#### SELECTED PASSAGE:
* begin *
EXHIBIT 10.7
EMPLOYMENT AGREEMENT
THIS EMPLOYMENT AGREEMENT (the "Agreement"), made this 24 day of May,
2000, is entered into by and between Corechange, Inc., a Delaware corporation
with its principal place of business at 000 Xxxxxxxx Xxxxxx, Xxxxx 0000, Xxxxxx,
XX 00000 (the "Company"), and Xx. Xxxxxxx X. Xxxx, residing at 0 Xxxxxx Xxxx,
Xxxxxxxxx, XX 00000 (the "Employee").
The Company desires to employ the Employee, and the Employee desires to
be employed by the Company. In consideration of the mutual covenants and
promises contained herein, and other good and valuable consideration, the
receipt and sufficiency of which are hereby acknowledged by the parties hereto,
the parties agree as follows:
1. TERM OF EMPLOYMENT. The Company hereby agrees to employ the
Employee, and the Employee hereby accepts employment with the Company, upon the
terms set forth in this Agreement and subject to the provisions of Section 4,
for the period commencing on May 24, 2000 (the "Commencement Date") and ending
on May 24, 2001; provided that the Employment Period shall automatically be
extended upon its expiration for additional one-year periods unless either party
shall provide written notice to the other at least 30 days prior to such
expiration of its or his desire to terminate this Agreement upon its expiration
(the "Employment Period").
2. TITLE; CAPACITY. During the Employment Period, the Employee shall
serve as Chief Financial Officer and Chief Operating Officer of the Company. The
Employee shall be subject to the supervision of, and shall have such authority
as is delegated to him by, the President of the Company (the "President") or the
Board of Directors of the Company (the "Board") consistent with his position as
Chief Financial Officer and Chief Operating Officer. The Employee hereby accepts
such employment and agrees to undertake the duties and responsibilities normally
inherent in such position and such other duties and responsibilities as the
President or the Board shall from time to time reasonably assign to him
consistent with his position as Chief Financial Officer and Chief Operating
Officer.
3. COMPENSATION AND BENEFITS.
3.1 SALARY. The Company shall pay the Employee, and has paid the
Employee since June 5, 2000, in accordance with the Company's standard payroll
practices in effect from time to time, an annual base salary of $200,000.
3.2 BONUS. For each calendar year of the Company, the Employee
shall be entitled to receive a cash bonus, depending upon the achievement by the
Employee and/or the Company of management and developmental goals and objectives
to be set by the President, the Board and the Employee with respect to such
calendar year. For the 2000 calendar year, the Company shall pay to the Employee
a cash bonus of up to $100,000, depending upon the achievement by the Company of
the revenue and Net Operating Loss amounts projected for the 2000 calendar year
as set forth in the Company's Budget (the "Budget"), including $10,000 following
the end of each of the third and fourth calendar quarters in the 2000 calendar
year if the Company achieves the revenue and net operating loss amounts
projected for such quarter in the Budget.
* end *
#### EXERCISES:
#1 Translate this sentence from the employment agreement into Spanish: "The Company desires to employ the Employee, and the Employee desires to be employed by the Company."
#2 Write the next part of the employment agreement, picking up after its final sentence.
The listing that follows has no connection to the employment agreement.

#### RAW DATA:
* begin *
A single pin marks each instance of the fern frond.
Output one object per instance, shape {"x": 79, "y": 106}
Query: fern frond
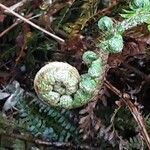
{"x": 50, "y": 123}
* end *
#### RESULTS FOR THE EXERCISE:
#1 La Compañía desea contratar al Empleado, y el Empleado desea ser contratado por la Compañía.

#2
3.3 FRINGE BENEFITS; VACATION. The Employee shall be entitled to
participate in the benefit and fringe benefit programs afforded by the Company
to its executives from time to time. The Employee shall be entitled to paid
vacation in accordance with the Company's standard vacation policies in effect
from time to time.
3.4 REIMBURSEMENT OF EXPENSES. The Company shall reimburse the
Employee for all reasonable travel, entertainment and other expenses incurred or
paid by the Employee in connection with, or related to, the performance of his
duties, responsibilities or services under this Agreement, upon presentation by
the Employee of documentation, expense statements, vouchers and/or such other
supporting information as the Company may reasonably request; provided, however,
that the amount available for such travel, entertainment and other expenses may
be fixed in advance by the President consistent with the Employee's
responsibilities as Chief Financial Officer and Chief Operating Officer.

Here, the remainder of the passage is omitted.